◆ **Short exercise 1**
Find every line in the listing below that contains the word "deck", and copy each of those lines out.

◆ **Article**
###

Glenn Schlossberg is an entrepreneur, a business mogul, and an inventor who constantly reinvents both his product as well as his methods of efficiency to achieve ultimate financial success in a fickle industry. Clothing designer and producer, Schlossberg’s humble beginnings came from spending hours in his father’s dress factory learning the trade from the ground up.
As he became familiar with each step of creating and constructing a garment, he believed he could do better. Without formal education, Glenn Schlossberg launched Jump, a brand dedicated to providing young women with formal wear for homecoming or prom. Thirty years later, and with the addition of ten more labels, Schlossberg has proven time and again that his ingenuity, his ability to read and predict trends, and his insight into an evolving industry maintain his success when other brands have long fallen away.
“When I was 26 years old, I was able to land my first major account with a little store called Montgomery Ward. It was a million dollar account. I remember thinking, when I got the check, Wow. I’m going to make it,” says Glenn Schlossberg when asked about catching his first big break.
Glenn Schlossberg and His Need for Speed
Schlossberg credits much of his success to his need for speed.
“I wanted the speed to shelf. I saw the need to be on-trend in the market, to be able to test our products, and as they sold well to take re-orders quickly–two, three, four re-orders during a single season,” he explains. When my competitors were making product abroad, and they sold out here, they couldn’t get back onto the shelves in time. We have developed a 21-day turnaround, from concept to shelf. I believe we’re one of the fastest in the industry.”
His passion for speed isn’t limited of course to his design, his product turnaround, or even his business. He goes beyond the factory floor and out into some of the most elite driving and motocross facilities to find that passion for going as fast as he can. A collector of all things motocross, motorcycle, and MacClerans, Schlossberg pushes himself on private race tracks all over the world to beat his own time.
When it comes to both his racing and his business, his need for speed cannot be satisfied, and he’s always looking for ways to improve his brand, to capitalize on moving trends within the industry, and how to streamline the process of design to the consumer.
“After manufacturing more than 100 Million garments in my career, I have a good sense of what sells and what doesn’t sell and what women want and what women wear,” Schlossberg explains.
“And then I’m also probably the ultimate sales manager. The combination of my merchandising abilities and my sales abilities have given me continued success over the years.
How Time and Experience Influenced Schlossberg’s Choices
Glenn Schlossberg has a cunning eye for detail and fabric as well as for spotting trends long before they make their ways to a consumer’s wish list. This passion for fashion takes him all over the world, particularly to China and Korea to explore unique fabrics, design, and source inspiration for clothing for his designs.

###

◆ **Stored records**
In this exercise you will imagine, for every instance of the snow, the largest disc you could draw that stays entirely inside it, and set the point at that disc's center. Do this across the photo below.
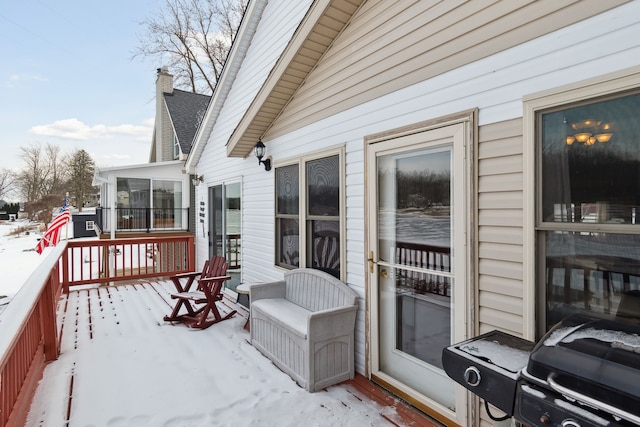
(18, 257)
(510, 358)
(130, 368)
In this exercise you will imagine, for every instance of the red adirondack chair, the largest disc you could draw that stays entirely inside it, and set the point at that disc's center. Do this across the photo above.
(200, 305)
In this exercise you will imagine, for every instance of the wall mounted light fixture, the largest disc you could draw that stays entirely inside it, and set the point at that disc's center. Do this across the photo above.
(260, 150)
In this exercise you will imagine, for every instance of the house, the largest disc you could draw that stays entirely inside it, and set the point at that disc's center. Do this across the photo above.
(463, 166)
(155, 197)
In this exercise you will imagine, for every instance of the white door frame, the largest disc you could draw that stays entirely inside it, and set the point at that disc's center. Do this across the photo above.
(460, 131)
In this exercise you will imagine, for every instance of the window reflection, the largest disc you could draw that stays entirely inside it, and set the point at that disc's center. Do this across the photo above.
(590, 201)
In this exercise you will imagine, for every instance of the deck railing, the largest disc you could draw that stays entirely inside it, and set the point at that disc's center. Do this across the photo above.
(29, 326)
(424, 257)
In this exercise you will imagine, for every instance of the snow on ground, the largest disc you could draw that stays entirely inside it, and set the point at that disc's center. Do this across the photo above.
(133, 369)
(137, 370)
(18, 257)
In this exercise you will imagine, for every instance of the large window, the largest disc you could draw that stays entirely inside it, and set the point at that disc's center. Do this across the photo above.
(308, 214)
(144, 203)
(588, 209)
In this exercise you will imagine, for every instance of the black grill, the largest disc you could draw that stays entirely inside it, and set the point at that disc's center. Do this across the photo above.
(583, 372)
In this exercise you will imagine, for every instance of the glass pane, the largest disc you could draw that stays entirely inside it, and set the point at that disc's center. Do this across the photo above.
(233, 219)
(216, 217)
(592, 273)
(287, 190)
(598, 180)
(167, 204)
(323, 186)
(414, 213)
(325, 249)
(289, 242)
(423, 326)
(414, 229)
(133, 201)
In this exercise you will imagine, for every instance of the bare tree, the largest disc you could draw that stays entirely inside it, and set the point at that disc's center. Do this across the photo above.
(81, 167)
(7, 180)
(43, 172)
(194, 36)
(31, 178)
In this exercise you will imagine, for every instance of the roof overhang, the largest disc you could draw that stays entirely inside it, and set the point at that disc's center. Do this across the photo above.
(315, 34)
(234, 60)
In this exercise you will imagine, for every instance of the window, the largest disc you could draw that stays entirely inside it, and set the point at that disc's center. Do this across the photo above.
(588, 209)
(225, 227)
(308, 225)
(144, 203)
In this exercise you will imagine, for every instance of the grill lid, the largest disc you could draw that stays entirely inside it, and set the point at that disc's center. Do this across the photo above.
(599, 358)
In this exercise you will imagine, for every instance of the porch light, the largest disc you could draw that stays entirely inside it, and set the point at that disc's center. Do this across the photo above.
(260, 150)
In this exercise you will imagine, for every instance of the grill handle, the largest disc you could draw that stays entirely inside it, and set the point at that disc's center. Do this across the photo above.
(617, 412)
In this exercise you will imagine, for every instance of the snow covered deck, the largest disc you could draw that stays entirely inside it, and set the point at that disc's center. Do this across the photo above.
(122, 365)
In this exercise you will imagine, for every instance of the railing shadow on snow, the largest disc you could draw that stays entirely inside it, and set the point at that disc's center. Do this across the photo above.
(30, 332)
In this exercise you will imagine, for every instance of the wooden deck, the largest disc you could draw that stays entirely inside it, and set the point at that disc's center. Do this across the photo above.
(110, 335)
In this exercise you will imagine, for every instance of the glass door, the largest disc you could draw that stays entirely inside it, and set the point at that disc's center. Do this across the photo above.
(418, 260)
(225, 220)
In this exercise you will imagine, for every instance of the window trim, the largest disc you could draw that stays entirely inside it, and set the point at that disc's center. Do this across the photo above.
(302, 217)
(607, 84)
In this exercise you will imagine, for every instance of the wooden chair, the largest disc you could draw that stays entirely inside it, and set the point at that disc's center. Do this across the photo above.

###

◆ **Short exercise 2**
Answer these questions using the Glenn Schlossberg profile above:
(a) What was the name of the brand Schlossberg launched to sell formal wear to young women?
(b) Which store gave him his first major account?
(c) How long is his company's turnaround from concept to shelf?

◆ **Task response 1**
In this exercise you will imagine, for every instance of the deck railing, the largest disc you could draw that stays entirely inside it, and set the point at that disc's center. Do this across the photo above.
In this exercise you will imagine, for every instance of the snow covered deck, the largest disc you could draw that stays entirely inside it, and set the point at that disc's center. Do this across the photo above.
In this exercise you will imagine, for every instance of the wooden deck, the largest disc you could draw that stays entirely inside it, and set the point at that disc's center. Do this across the photo above.

◆ **Task response 2**
(a) Jump
(b) Montgomery Ward
(c) 21 days